**Brief A:**
In the Wuhan hospital article, to how many personnel is China's military boosting its medical team in Wuhan?
**Brief B:**
Carry on the Wuhan hospital article past its final sentence.

**Document passage:**
===============

New Wuhan hospital set to open Monday

New Wuhan hospital set to open Monday

First temporary hospital completed in 10 days

Excavators and workers are seen at the construction site where the new Huoshenshan Hospital is being built to treat patients of a new coronavirus on the outskirts of Wuhan on Jan 27. (China Daily via Reuters)
Excavators and workers are seen at the construction site where the new Huoshenshan Hospital is being built to treat patients of a new coronavirus on the outskirts of Wuhan on Jan 27. (China Daily via Reuters)

China’s military is boosting its medical team in Wuhan to 1,400 personnel, on the direct orders of Chinese President Xi Jinping.

They will staff the first completed temporary hospital which has been built from scratch in response to the crisis and is due to open on Monday.

The People's Liberation Army (PLA) Air Force began airlifting medical personnel and supplies to Wuhan, in the central Chinese province of Hubei, on Sunday morning in what was described as its largest non-military transport operation since the 2010 Yushu earthquake. A defence ministry statement said the deployment had been personally approved by Mr Xi.

===============

**Referring expression data:**

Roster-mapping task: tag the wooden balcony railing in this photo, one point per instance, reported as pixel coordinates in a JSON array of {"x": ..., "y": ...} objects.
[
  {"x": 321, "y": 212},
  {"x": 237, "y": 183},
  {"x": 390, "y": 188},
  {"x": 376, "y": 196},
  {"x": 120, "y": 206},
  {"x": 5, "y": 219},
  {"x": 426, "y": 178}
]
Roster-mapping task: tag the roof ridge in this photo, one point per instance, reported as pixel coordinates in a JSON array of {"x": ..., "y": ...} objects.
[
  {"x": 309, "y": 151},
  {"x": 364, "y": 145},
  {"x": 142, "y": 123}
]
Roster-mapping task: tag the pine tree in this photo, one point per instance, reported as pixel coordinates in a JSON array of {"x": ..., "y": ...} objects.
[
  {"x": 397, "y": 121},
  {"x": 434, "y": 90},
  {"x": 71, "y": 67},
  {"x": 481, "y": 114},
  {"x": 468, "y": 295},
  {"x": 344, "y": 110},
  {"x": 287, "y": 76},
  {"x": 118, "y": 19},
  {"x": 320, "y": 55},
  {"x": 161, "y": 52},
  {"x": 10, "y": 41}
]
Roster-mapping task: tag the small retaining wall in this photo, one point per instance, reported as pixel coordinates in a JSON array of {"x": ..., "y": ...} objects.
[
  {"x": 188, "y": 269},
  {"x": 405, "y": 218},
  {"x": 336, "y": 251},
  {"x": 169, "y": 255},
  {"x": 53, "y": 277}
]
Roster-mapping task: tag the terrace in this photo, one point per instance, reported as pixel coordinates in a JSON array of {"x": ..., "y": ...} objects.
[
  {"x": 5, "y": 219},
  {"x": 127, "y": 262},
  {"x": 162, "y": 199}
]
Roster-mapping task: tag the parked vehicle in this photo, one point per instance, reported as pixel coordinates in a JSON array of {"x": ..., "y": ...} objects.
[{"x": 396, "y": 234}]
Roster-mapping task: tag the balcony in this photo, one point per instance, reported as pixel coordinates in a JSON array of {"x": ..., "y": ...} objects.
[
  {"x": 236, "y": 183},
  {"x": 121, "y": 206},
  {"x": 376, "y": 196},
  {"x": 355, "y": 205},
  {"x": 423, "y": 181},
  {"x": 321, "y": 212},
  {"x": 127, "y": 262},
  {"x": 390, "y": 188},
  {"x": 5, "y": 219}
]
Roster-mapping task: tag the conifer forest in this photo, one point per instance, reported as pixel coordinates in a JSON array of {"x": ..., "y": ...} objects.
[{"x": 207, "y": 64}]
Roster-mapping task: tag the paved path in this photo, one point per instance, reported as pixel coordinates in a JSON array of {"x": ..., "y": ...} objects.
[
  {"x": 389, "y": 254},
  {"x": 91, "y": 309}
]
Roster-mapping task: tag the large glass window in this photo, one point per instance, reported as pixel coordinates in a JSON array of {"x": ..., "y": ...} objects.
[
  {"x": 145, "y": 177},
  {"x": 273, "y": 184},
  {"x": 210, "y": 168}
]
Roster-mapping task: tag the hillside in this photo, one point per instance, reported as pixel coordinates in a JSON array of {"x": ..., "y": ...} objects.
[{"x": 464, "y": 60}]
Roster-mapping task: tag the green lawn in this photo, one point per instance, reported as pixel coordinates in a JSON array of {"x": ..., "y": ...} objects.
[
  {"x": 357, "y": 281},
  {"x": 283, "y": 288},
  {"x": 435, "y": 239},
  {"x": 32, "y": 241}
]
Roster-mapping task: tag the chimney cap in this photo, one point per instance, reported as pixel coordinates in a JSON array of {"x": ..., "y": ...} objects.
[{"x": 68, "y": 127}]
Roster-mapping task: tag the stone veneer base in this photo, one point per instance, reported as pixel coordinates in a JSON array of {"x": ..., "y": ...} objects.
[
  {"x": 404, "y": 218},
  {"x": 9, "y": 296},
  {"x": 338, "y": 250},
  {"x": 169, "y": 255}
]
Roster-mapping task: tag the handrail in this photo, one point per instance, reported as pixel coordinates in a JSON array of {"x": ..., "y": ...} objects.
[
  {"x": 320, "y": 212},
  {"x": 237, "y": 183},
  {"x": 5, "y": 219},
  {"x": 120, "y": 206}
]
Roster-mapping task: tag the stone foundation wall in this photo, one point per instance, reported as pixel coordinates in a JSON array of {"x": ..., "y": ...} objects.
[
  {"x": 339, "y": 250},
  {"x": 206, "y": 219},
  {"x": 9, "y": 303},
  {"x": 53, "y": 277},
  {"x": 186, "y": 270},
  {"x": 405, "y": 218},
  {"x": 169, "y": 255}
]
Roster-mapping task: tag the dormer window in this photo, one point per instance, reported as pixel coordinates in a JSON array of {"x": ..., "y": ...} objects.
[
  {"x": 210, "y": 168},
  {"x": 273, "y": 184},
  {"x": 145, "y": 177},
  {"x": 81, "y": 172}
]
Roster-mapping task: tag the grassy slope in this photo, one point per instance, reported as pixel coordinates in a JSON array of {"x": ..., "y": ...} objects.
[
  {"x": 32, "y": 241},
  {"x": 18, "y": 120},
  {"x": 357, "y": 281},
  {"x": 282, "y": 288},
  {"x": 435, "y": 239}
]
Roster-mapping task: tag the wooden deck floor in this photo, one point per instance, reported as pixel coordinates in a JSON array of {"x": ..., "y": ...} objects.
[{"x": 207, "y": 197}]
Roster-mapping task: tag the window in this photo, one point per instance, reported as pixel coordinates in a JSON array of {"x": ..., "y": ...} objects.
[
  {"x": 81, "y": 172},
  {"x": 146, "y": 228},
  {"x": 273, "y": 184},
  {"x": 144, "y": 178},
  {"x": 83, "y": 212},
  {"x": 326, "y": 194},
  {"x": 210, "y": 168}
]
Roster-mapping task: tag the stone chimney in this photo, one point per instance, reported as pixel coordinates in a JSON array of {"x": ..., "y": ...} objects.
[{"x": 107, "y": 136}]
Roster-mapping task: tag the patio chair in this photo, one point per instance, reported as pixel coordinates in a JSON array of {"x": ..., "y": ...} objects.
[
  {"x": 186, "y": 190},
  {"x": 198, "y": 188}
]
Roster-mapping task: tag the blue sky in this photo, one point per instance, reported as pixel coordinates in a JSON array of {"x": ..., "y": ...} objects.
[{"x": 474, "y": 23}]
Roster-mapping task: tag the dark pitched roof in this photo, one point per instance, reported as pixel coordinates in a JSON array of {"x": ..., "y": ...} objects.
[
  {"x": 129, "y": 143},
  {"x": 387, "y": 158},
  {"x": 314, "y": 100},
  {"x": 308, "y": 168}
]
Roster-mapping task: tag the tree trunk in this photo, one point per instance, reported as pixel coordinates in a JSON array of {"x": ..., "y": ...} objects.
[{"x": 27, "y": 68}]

===============

**Response A:**
1,400 personnel.

**Response B:**
Eight IL-76 aircraft arrived at Wuhan’s Tianhe airport on Sunday, carrying 58 tonnes of supplies, as well as doctors and nurses, to join the 450 military medical personnel already in the city. Many have experience in fighting the severe acute respiratory syndrome (Sars) outbreak in 2003, as well as Ebola in West Africa in 2014.

The medical staff will be deployed to the Huoshenshan Hospital, which was constructed in eight days and formally handed over to military control on Sunday, specifically to care for coronavirus patients. A second temporary hospital, Leishenshan, is also going up at top speed in the city and is expected to be operational on Wednesday.

The makeshift hospitals replicate a step regarded as instrumental in Beijing’s fight 17 years ago against Sars. In April 2003, Beijing built a similar, 1,000-bed facility in the town of Xiaotangshan. That facility, named the PLA Sars hospital, treated almost 15% of the country’s Sars patients in two months.

The new hospitals became a hit on Chinese state media, with more than 40 million people watching their construction in real time since live streaming of the work started screening last Monday.

The Philippines on Sunday reported the first coronavirus fatality outside China, hours after President Rodrigo Duterte was reported to be set to issue a travel ban on visitors from China, including Hong Kong and Macau, to curb the spread of the disease.

China’s National Health Commission announced on Saturday that a further 45 people in China had died and 2,590 had been infected. All of the dead, and 1,921 of the new cases, were in Hubei province. The total number of cases nationwide had reached 14,380, with a national death toll of 304, the commission said.